(Extract to read)
━━━━━━━━━━━━━━━━
What will Jeremy Hunt as chancellor mean for the NHS?
Hunt appears to have undergone something of a ‘road to Damascus’ experience since his stint as health secretary, writes Ian Hamilton
Of all the positions in cabinet, health secretary is the one most aspiring politicians view as the least attractive. The NHS is sacred, and yet there is never enough money to meet the burgeoning health needs of the nation.
Not only was Jeremy Hunt, the newly appointed chancellor, previously the health secretary, but he held the post for longer than any of his predecessors. You don’t expect to be popular as health secretary, which is just as well, but Hunt has a record of taking on significant challenges during his term at health.
He made it his mission to focus on safety, prompted by the inquiry into the lack of care at the Mid Staffordshire NHS Trust. He recognised that there was a culture of covering up mistakes, and sought to foster a learning and no-blame culture in the NHS. Many current staff in the health service will have a view about whether he managed to achieve this or not.
Hunt appears to have undergone something of a “road to Damascus” experience since his stint as health secretary. At the time, he was critical of primary care and of GPs in particular, but he now apparently recognises the need to remove some of the burden of bureaucracy that adds very little to quality of care, such as the Quality and Outcomes Framework, referred to as the QOF.
Hunt did little to push for a long-term workforce plan as health secretary, but this could change now he is chancellor. The fear had been that creating a workforce plan would tie the Treasury into committing funds for years in order to ensure that there were sufficient doctors and nurses in training to meet the future needs of the NHS. If he does do this, it would represent the single most important move for the NHS in decades.
━━━━━━━━━━━━━━━━
(Extracted records)
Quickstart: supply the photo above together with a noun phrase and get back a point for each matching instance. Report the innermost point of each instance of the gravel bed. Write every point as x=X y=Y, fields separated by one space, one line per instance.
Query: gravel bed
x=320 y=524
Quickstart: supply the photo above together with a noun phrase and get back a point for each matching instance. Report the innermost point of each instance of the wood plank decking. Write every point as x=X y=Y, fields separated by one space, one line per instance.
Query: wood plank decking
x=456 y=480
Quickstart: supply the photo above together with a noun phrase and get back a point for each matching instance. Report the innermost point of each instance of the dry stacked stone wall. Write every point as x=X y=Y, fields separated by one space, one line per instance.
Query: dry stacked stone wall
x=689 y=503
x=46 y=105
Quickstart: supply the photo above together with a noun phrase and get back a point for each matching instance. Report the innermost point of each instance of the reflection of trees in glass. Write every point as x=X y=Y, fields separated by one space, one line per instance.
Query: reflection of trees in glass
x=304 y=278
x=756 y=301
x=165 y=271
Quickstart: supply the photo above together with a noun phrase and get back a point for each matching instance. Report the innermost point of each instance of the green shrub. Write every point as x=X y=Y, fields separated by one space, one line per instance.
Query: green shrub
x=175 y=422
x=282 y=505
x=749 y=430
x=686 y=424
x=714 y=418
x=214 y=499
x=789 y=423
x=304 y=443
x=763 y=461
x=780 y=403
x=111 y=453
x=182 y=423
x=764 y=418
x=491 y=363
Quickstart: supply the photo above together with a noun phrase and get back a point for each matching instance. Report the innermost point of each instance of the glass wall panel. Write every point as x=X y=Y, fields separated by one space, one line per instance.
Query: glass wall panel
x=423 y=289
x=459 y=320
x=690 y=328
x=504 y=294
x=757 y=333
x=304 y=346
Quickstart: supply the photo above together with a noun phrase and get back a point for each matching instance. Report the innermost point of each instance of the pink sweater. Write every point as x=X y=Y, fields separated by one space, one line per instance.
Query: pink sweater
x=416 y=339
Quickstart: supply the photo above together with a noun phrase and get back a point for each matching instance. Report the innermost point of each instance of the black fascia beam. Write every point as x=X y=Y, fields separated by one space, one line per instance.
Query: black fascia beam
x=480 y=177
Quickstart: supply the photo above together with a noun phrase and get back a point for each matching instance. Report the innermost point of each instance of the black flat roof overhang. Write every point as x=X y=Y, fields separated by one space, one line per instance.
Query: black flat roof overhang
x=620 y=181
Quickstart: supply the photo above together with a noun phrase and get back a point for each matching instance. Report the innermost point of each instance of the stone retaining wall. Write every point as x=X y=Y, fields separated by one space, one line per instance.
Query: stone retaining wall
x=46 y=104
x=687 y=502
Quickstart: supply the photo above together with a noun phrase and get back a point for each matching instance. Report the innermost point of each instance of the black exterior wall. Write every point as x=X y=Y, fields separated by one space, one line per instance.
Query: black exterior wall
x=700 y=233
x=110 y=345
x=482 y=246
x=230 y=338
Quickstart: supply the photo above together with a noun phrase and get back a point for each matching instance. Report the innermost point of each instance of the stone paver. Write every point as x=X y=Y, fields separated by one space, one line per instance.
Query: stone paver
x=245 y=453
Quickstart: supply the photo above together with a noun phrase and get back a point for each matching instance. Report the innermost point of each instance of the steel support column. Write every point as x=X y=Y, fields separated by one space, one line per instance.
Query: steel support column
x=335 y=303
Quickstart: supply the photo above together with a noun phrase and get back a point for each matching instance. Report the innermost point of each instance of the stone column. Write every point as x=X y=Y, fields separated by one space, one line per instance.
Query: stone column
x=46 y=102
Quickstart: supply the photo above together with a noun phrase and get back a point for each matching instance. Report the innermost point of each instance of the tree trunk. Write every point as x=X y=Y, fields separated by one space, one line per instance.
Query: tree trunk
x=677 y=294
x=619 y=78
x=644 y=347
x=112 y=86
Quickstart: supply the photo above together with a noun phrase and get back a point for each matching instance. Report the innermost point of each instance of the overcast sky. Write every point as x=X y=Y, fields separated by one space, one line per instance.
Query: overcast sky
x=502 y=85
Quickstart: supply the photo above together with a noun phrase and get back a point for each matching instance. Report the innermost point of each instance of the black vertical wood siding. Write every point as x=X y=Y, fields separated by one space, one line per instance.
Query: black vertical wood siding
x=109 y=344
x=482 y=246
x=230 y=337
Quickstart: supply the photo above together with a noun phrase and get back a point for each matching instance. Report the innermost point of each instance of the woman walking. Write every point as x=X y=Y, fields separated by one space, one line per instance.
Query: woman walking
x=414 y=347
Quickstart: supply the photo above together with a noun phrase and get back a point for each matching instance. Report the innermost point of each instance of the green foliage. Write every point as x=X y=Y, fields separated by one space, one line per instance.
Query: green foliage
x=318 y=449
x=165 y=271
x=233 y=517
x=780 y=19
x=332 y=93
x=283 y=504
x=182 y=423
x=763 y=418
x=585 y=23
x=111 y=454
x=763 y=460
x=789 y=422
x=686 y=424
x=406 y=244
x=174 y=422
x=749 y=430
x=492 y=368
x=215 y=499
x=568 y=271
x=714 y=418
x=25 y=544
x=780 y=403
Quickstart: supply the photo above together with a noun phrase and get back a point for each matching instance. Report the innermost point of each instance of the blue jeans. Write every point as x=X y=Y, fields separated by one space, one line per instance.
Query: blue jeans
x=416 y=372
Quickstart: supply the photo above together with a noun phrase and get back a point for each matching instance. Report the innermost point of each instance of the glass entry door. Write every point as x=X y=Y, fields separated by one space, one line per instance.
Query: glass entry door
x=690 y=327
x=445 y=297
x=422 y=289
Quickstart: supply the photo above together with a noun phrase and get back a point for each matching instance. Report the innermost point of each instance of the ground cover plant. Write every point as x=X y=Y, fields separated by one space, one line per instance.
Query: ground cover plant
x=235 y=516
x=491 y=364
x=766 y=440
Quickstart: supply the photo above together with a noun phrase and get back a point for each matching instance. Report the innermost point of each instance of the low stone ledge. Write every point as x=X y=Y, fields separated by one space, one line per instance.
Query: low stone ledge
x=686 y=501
━━━━━━━━━━━━━━━━
(Tasks for this exercise)
- a) In the article on Jeremy Hunt and the NHS, what prompted Hunt to focus on safety as health secretary?
- b) Repeat the part of the article on Jeremy Hunt and the NHS starting at "He made it his" and ending at "as the QOF.".
- c) Using the article on Jeremy Hunt and the NHS, explain why there had been a fear about creating a long-term workforce plan.

(Results of the tasks)
- a) The inquiry into the lack of care at the Mid Staffordshire NHS Trust prompted it.

- b)
He made it his mission to focus on safety, prompted by the inquiry into the lack of care at the Mid Staffordshire NHS Trust. He recognised that there was a culture of covering up mistakes, and sought to foster a learning and no-blame culture in the NHS. Many current staff in the health service will have a view about whether he managed to achieve this or not.
Hunt appears to have undergone something of a “road to Damascus” experience since his stint as health secretary. At the time, he was critical of primary care and of GPs in particular, but he now apparently recognises the need to remove some of the burden of bureaucracy that adds very little to quality of care, such as the Quality and Outcomes Framework, referred to as the QOF.

- c) The fear was that such a plan would tie the Treasury into committing funds for years. Those funds would be needed to keep enough doctors and nurses in training to meet the future needs of the NHS.